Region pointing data
= Beginning of Section =

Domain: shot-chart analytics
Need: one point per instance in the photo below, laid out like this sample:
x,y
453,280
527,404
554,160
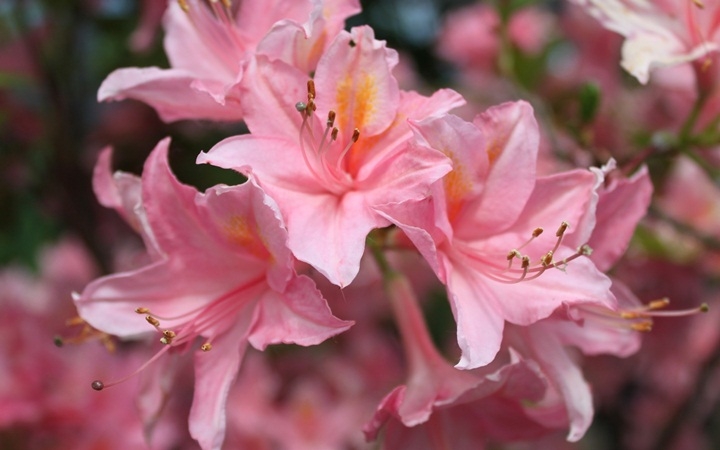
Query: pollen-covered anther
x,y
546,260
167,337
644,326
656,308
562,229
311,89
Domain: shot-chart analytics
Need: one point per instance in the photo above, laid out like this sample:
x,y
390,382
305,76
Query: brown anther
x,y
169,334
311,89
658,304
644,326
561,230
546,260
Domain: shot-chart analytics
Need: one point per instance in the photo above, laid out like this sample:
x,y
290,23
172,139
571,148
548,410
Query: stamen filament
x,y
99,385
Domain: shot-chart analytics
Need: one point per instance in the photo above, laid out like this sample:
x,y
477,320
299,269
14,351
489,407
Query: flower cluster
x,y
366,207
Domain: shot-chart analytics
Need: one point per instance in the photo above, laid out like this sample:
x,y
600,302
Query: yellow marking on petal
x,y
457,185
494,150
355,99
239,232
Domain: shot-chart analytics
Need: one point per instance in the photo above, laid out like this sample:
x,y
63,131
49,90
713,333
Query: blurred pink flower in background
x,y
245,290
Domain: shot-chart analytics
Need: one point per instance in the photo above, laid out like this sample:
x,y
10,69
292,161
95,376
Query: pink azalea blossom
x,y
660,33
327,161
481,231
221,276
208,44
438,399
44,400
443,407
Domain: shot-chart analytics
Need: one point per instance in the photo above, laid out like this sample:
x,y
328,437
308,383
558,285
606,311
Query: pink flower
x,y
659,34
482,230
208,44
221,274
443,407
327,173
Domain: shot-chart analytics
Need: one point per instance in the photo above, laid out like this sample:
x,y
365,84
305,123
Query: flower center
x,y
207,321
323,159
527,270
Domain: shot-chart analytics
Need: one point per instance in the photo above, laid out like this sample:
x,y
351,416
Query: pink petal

= End of Section =
= Beginning of Section =

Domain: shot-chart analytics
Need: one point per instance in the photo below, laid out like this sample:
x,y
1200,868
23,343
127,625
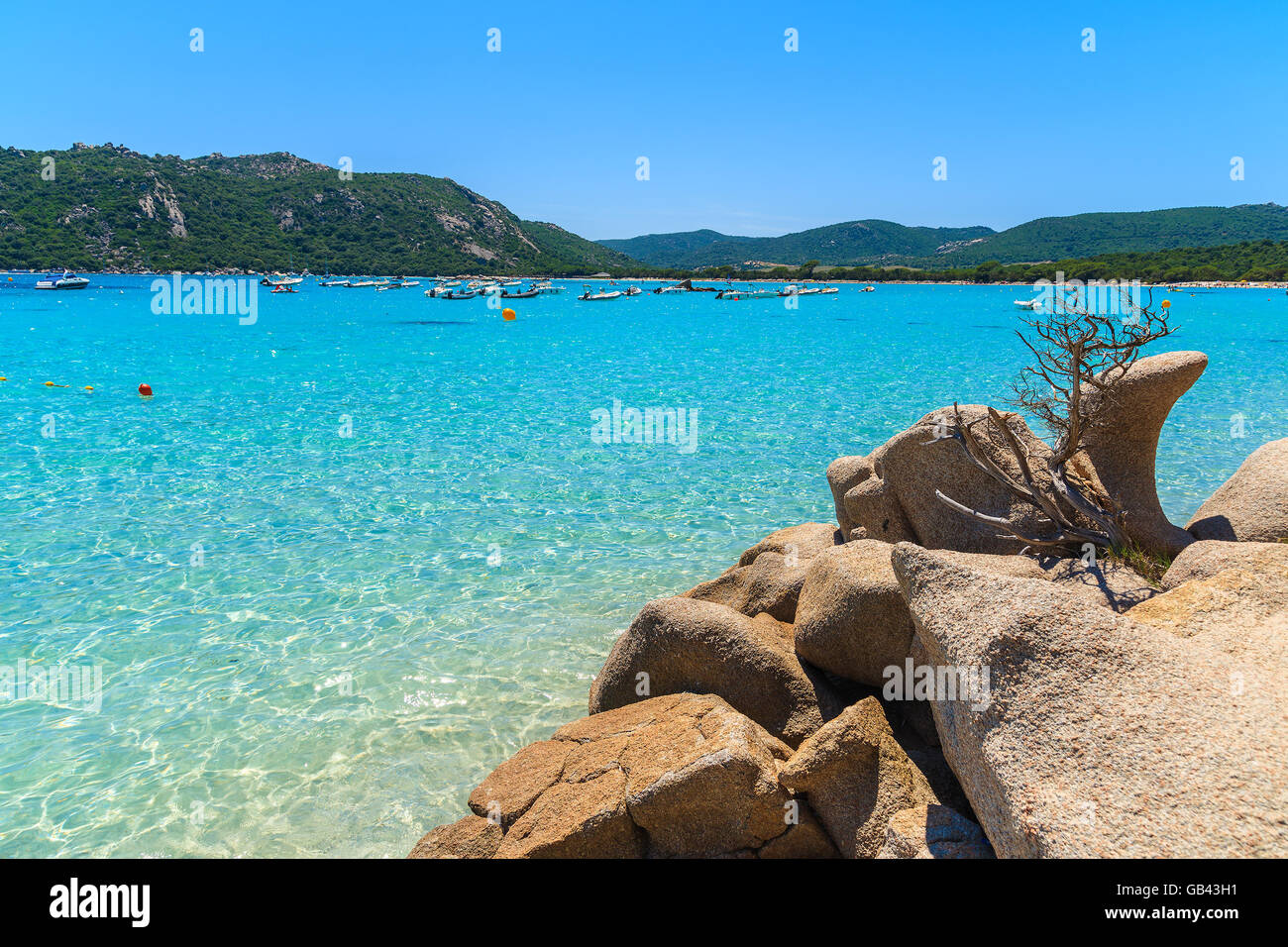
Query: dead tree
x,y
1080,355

= End of Section =

With the line that has "Query: yellow marking on petal" as the first and the line that has "Query: pink petal" as the last, repeat exactly that run of lines above and no more.

• Task output:
Query: yellow marking on petal
x,y
457,185
494,150
355,99
239,232
Domain: shot-chart analytics
Need: one point per instance in the photo above, laid out like this sample:
x,y
63,131
49,90
713,333
Query: blurred pink flower in background
x,y
245,290
Domain: shot-chart analytics
Need: one point per instance in the photo above, laid out like this sample:
x,y
10,69
292,161
95,376
Query: pink azalea blossom
x,y
660,33
327,161
481,231
221,276
208,44
438,399
44,400
443,407
Domain: shot-chart analytics
Need: one point per instance in the photo above, laid out like this sample:
x,y
328,437
308,383
558,285
606,311
Query: pink flower
x,y
659,34
482,230
208,44
221,274
443,407
327,173
Domain: shot-chart analytics
Need: one point per instance in the photo above, laid out like this sample:
x,y
365,84
305,123
Query: flower center
x,y
207,321
323,159
527,270
Domain: shot-chart analytics
Need: one point per instance in the photo above, laid out like this sample:
x,y
351,416
Query: pink petal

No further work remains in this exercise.